» LE CONSEGNE:
(a) Rispondi in breve a queste domande sul brano riguardante la legge e le promesse di Dio:
(i) Con quale domanda contestavano Paolo?
(ii) Secondo il brano, come vanno considerate la legge e le promesse, dato che provengono entrambe da Dio?
(iii) In quale versetto l'Apostolo passa alla realtà del ruolo negativo della legge?
(b) Prosegui il brano sulla legge e le promesse di Dio dal punto in cui si interrompe.

Per coloro che allora attribuivano valore supremo alla legge di Dio, le affermazioni dell'Apostolo, che attribuiscono alla legge, invece, un ruolo limitato e secondario rispetto alla funzione dell'Evangelo, suonavano come una stupefacente e pericolosa svalutazione. Come poteva Paolo "parlare contro" alla legge in questo modo? Gli contestavano, infatti, "La legge è dunque contraria alle promesse di Dio?". "Assolutamente no!", risponde Paolo. Dato che sia la legge che le promesse provengono da Dio, esse debbono essere considerate non come contraddittorie, ma come complementari, nel giusto ordine. L'Apostolo, così, prima presenta le logiche conseguenze, contrarie ai fatti, del considerare la legge in modo positivo (vers. 21) e poi passa dall'ipotesi alla realtà del ruolo negativo della legge (vers. 22).

1) "Se fosse stata data una legge capace di dare la vita, allora veramente la giustizia sarebbe venuta dalla legge"

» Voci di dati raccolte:
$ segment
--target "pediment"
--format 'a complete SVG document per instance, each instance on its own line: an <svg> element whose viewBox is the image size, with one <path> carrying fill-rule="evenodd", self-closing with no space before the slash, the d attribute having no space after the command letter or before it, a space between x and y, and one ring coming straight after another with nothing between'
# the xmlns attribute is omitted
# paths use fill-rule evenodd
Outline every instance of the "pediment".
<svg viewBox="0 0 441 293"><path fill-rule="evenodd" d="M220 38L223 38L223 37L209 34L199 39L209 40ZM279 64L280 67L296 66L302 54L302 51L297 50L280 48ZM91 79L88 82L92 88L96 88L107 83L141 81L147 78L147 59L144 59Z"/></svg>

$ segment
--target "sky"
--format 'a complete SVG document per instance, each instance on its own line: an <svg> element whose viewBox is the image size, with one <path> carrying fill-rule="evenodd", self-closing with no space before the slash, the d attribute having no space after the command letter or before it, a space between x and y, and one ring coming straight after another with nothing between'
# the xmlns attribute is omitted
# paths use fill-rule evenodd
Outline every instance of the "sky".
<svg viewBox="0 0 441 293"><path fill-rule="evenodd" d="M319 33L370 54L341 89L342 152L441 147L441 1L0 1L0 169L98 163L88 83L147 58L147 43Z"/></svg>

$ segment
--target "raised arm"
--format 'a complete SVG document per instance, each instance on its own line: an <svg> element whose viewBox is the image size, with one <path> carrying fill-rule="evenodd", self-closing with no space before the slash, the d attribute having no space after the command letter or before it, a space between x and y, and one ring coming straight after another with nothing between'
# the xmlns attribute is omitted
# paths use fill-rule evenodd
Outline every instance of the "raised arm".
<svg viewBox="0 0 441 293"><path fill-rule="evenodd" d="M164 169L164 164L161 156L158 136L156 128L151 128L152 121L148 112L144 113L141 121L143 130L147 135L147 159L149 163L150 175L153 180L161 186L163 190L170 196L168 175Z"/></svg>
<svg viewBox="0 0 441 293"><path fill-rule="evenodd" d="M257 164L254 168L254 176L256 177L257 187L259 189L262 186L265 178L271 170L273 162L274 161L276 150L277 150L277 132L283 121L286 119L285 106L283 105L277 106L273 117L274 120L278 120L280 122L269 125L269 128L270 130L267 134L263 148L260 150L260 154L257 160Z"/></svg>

* * *

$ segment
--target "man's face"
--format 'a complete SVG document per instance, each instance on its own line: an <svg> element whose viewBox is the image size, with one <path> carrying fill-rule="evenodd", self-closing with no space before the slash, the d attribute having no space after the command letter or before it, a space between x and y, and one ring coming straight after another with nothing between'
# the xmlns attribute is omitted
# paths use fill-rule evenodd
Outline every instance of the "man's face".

» SOLUZIONI:
(a)
(i) "La legge è dunque contraria alle promesse di Dio?"
(ii) Non come contraddittorie, ma come complementari, nel giusto ordine.
(iii) Nel versetto 22.

(b)
La legge non è in grado di "dare la vita", cioè vivificare spiritualmente, dare vita spirituale, a persone "morte nelle colpe e nei peccati" (Efesini 2:1) come lo siamo noi tutti in questo mondo. La legge di Dio, in quanto tale, non è in grado di mettere una persona in comunione salvifica con Dio né tantomeno creare "il paradiso in terra". Essa non impartisce forza ed attività per eseguire ciò che la legge comanda. Dio, piuttosto, in prima istanza, fa uso della sua legge per "colpire a morte" ogni pretesa e speranza umana di realizzare, così come noi siamo, il mondo ideale che tanti sognano.

Il "mondo ideale" è e rimane un'utopia, un "non luogo", perché l'essere umano è radicalmente corrotto e questa "corruzione del cuore" non può essere estirpata da alcunché noi si possa fare. Come dice il proverbio: "Tra il dire ed il fare c'è di mezzo il mare". Se la legge, di per sé stessa, potesse darci la capacità di vivere in giusto rapporto con Dio, oppure farci giungere al "mondo ideale", allora sì, la giustizia sarebbe venuta dalla legge. Era quello che dicevano gli avversari di Paolo che promuovevano la legge come "il modo" per vivere con Dio e per Dio. Così dicendo, però, essi vanificavano le promesse di Dio e l'Evangelo stesso, rendevano vano e superfluo il sacrificio di Cristo che muore in croce.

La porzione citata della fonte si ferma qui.